WHAT THIS TASK INVOLVES: Change "Submission" to "Response" in the lines starting with the line containing "Pin the blue championship" and running through the last line, and give those lines again with nothing else altered.
━━ DATASET EXCERPTS ━━
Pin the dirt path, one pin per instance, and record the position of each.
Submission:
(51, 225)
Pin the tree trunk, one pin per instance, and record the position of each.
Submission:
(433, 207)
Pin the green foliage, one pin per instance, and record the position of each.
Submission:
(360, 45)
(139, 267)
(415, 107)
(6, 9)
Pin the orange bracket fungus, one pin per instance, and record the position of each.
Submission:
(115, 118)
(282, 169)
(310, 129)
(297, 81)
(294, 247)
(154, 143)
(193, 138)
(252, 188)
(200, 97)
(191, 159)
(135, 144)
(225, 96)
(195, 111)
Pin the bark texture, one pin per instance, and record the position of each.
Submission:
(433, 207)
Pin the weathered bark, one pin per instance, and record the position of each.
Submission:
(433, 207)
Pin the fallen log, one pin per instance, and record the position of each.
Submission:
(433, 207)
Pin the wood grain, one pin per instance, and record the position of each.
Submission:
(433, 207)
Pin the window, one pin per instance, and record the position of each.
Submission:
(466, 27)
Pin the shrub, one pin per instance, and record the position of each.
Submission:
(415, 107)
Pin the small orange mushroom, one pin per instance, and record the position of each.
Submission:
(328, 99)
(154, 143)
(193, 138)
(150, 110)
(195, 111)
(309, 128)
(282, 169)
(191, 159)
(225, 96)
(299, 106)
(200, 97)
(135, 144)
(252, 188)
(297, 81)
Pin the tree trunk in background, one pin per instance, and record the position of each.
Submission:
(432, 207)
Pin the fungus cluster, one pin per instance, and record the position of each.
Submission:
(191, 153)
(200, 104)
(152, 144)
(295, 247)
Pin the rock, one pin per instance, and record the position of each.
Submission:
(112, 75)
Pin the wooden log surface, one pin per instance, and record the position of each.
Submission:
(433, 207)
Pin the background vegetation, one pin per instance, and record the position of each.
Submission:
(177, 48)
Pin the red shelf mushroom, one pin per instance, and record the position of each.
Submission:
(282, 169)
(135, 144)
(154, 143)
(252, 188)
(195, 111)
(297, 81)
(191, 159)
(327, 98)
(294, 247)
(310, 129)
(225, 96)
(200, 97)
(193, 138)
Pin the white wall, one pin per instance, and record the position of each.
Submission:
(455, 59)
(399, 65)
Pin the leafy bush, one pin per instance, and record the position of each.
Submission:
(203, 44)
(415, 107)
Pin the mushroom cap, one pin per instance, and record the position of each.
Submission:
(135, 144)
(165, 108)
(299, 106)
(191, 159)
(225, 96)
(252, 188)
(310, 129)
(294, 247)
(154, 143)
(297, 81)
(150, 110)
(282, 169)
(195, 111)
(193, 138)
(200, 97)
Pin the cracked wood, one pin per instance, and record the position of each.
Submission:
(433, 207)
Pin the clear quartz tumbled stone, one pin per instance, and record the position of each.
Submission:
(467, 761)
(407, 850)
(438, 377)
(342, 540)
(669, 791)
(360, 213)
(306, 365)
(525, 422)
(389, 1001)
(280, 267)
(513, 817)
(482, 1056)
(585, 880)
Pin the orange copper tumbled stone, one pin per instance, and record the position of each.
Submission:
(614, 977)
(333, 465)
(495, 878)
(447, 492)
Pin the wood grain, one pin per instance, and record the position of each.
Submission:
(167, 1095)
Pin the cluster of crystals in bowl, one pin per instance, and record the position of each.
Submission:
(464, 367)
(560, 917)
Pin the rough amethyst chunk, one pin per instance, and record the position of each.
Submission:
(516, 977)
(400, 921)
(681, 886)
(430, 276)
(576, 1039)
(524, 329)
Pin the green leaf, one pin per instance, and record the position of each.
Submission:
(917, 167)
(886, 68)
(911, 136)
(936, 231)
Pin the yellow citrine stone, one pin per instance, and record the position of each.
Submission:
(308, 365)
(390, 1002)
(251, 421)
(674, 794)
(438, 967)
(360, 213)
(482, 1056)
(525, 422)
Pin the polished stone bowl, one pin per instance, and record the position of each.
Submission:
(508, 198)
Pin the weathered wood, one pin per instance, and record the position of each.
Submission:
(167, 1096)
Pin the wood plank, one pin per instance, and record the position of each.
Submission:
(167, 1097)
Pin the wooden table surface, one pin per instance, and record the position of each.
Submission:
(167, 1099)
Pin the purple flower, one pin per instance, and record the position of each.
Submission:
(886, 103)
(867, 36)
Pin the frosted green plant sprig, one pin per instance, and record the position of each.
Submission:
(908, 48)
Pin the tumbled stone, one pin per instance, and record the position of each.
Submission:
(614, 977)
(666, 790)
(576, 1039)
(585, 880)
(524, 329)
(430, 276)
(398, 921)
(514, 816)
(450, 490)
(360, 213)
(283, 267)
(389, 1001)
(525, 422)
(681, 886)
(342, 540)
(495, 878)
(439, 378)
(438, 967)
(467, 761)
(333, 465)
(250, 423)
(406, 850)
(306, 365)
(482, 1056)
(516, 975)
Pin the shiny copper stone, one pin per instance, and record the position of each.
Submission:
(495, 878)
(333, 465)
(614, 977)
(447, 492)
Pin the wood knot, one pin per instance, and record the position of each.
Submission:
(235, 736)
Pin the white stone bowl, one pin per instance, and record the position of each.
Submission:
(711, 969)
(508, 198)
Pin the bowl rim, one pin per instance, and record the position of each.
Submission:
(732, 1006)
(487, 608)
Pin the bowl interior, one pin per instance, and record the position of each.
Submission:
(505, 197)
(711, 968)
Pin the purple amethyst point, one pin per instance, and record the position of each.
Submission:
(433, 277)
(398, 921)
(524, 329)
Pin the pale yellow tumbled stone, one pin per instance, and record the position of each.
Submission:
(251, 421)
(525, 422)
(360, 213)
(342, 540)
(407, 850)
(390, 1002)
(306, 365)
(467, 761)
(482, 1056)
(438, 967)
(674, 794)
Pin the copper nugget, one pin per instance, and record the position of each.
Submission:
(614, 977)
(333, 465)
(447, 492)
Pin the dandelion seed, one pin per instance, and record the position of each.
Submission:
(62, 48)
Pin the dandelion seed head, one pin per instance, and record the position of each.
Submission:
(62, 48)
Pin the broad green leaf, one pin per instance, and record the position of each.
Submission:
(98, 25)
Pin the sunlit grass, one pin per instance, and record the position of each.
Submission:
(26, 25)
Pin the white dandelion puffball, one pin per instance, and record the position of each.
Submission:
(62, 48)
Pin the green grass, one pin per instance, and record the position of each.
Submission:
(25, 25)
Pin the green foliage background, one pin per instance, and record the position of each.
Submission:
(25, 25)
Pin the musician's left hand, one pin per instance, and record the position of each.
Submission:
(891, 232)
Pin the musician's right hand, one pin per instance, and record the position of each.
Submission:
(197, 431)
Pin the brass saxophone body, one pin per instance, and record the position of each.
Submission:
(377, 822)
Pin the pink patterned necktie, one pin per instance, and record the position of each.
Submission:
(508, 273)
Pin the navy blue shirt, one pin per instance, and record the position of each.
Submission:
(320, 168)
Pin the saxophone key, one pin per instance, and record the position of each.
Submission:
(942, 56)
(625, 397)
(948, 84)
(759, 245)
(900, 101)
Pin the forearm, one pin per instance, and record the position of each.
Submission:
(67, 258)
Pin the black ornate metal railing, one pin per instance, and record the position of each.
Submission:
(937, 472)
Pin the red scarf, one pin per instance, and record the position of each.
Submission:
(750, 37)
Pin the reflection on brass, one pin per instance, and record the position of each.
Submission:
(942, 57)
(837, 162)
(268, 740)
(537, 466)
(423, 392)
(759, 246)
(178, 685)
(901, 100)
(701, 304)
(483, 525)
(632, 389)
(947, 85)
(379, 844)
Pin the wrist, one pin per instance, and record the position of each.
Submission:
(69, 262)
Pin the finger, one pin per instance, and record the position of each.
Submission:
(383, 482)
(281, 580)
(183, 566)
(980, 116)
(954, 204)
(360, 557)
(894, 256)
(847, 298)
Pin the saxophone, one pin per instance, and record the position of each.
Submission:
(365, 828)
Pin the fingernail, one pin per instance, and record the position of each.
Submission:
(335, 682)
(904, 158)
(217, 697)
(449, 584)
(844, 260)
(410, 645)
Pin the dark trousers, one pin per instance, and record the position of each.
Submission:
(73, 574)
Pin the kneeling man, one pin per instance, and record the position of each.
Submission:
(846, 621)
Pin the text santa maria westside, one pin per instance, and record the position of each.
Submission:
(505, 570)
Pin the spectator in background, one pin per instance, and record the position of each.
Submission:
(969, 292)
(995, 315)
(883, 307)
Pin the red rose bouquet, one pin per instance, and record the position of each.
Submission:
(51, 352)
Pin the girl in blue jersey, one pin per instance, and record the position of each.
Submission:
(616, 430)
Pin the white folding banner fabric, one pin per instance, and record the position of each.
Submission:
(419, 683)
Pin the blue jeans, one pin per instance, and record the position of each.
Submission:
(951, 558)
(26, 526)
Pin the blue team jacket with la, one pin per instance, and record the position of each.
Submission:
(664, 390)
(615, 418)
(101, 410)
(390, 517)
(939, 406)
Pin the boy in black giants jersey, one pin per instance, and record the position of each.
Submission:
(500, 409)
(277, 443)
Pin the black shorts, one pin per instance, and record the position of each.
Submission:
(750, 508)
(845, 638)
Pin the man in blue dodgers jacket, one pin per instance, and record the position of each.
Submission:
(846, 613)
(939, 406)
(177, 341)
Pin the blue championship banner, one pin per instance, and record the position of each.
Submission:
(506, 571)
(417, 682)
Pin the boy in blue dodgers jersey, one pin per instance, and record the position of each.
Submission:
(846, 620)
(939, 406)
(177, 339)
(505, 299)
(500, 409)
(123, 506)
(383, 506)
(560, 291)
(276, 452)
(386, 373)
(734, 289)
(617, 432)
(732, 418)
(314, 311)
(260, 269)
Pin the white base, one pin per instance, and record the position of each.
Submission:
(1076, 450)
━━━
EXERCISE SOLUTION:
Pin the blue championship banner, one pin per instance, and record the position of each.
Response:
(506, 571)
(417, 682)
Pin the boy in blue dodgers jersey, one pin per instance, and record the position of each.
Response:
(846, 620)
(939, 406)
(177, 339)
(505, 299)
(500, 409)
(123, 506)
(383, 506)
(560, 291)
(276, 452)
(386, 373)
(734, 289)
(617, 432)
(732, 418)
(314, 311)
(260, 269)
Pin the white base, one pin per instance, and record the position of each.
Response:
(1076, 450)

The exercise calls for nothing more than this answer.